Eating

This Sunday we're beginning a series of sermons on "Our Favorite Sins." This is based on research by the Barna Group... the result of surveys of people about their perceived sins. One of the "sins" people report is overeating. As we were discussing this, the subject of obesity came up... and I cringed.

People assume that everyone who is fat is an over-eater, or an emotional eater. People assume that people who are thin don't overeat. I just hope that the sermon doesn't villainize people who look different than our society's ideal, just because of our assumptions and judgments about their spiritual state, their health and their diet. You can't judge a book by its cover.

Take me, for example. I am fat, no doubt. I hesitate to use the word "overweight" because that implies that there is a "right weight" - and that is so subjective. I refuse to accept our society's standards for what is the right weight, the right way to look, the right size to be. I'll readily admit that sometimes I eat too much. But I don't eat any differently than smaller people around me. I strongly believe that the reason I am the size I am is because of the biological damage I've done to my body with yo-yo dieting. I refuse to diet again for this very reason.

#### Provided material:
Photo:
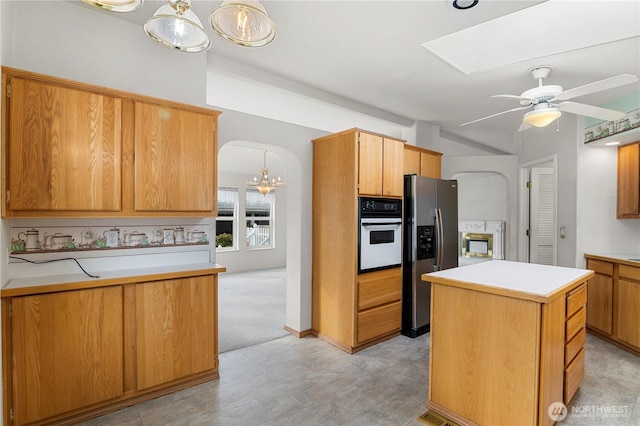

#### Assigned task 1:
According to the post on eating, whose research is the sermon series "Our Favorite Sins" based on?
#### Assigned task 2:
Quote the post on eating from "This Sunday we're" to "by its cover.".
#### Assigned task 3:
List the things for which the writer of the post on eating refuses to accept society's standards.
Rely only on the post on eating for what follows.

#### Response area 1:
It is based on research by the Barna Group.

#### Response area 2:
This Sunday we're beginning a series of sermons on "Our Favorite Sins." This is based on research by the Barna Group... the result of surveys of people about their perceived sins. One of the "sins" people report is overeating. As we were discussing this, the subject of obesity came up... and I cringed.

People assume that everyone who is fat is an over-eater, or an emotional eater. People assume that people who are thin don't overeat. I just hope that the sermon doesn't villainize people who look different than our society's ideal, just because of our assumptions and judgments about their spiritual state, their health and their diet. You can't judge a book by its cover.

#### Response area 3:
the right weight
the right way to look
the right size to be